▶ **SET EXERCISE**
Gather each line of the material below that contains the word "wall" and copy those lines word for word.

Excerpts of labeled region data
○ ○ ○

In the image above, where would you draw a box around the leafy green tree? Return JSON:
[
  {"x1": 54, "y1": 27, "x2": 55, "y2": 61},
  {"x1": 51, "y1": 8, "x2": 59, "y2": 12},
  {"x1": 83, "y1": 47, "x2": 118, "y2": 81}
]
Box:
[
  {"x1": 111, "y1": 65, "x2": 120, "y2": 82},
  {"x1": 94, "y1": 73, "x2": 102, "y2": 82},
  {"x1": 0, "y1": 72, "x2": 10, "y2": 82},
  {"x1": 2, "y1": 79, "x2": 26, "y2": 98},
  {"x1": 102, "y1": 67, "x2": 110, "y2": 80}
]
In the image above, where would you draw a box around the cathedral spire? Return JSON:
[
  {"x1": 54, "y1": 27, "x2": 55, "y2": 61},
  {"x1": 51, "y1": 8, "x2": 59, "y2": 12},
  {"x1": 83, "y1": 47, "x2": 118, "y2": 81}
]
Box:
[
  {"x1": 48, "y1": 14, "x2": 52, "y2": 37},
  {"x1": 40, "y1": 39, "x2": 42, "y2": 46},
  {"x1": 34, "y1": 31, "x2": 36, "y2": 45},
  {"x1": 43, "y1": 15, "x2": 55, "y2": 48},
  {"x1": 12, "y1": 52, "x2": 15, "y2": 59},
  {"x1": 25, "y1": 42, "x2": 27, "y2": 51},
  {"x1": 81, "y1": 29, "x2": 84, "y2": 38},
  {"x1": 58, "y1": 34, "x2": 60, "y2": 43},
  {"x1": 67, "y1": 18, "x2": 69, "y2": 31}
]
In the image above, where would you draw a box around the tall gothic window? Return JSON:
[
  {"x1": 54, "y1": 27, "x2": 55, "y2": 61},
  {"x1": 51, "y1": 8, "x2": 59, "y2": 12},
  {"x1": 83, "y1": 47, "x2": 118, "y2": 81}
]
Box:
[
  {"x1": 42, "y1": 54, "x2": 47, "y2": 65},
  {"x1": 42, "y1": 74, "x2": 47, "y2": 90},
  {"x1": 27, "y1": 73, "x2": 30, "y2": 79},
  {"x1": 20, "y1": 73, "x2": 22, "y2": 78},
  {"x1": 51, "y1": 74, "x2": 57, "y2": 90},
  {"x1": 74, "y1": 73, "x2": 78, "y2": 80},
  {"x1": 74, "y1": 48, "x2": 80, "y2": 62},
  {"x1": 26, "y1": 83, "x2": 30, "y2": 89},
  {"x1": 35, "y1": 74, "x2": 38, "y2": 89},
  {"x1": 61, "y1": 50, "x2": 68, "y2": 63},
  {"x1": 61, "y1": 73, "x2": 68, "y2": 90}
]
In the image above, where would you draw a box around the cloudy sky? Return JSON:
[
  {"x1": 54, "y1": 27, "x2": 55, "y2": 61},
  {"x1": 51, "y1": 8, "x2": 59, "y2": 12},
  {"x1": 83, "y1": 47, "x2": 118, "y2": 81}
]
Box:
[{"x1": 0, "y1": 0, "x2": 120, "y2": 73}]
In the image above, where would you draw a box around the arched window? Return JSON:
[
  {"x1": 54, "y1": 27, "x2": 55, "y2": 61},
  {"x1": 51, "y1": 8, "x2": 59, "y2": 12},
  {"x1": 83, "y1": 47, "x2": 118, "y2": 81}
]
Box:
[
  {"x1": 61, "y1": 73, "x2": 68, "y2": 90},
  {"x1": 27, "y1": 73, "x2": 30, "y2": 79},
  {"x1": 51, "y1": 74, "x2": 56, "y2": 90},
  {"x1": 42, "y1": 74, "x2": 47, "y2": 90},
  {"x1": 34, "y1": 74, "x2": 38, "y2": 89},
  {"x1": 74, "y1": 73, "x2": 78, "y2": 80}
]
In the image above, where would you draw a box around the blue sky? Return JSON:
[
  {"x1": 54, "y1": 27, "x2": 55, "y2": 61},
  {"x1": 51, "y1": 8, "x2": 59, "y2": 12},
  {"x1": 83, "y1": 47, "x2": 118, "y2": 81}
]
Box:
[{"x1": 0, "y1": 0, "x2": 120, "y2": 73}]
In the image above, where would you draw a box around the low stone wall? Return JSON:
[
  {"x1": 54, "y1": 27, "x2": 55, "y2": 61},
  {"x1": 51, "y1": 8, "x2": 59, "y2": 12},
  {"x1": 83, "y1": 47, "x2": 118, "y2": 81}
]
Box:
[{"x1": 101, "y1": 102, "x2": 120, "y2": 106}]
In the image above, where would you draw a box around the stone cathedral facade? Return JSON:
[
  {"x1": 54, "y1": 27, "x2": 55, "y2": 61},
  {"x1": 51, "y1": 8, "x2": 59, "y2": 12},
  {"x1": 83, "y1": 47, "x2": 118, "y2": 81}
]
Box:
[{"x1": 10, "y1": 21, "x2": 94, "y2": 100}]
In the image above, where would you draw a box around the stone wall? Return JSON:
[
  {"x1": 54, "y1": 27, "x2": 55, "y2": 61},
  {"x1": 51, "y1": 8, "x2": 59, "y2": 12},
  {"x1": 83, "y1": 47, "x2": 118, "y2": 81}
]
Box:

○ ○ ○

▶ **EXERCISE RESPONSE**
In the image above, where would you draw a box around the low stone wall? Return JSON:
In the image above, where would you draw a box around the stone wall? Return JSON:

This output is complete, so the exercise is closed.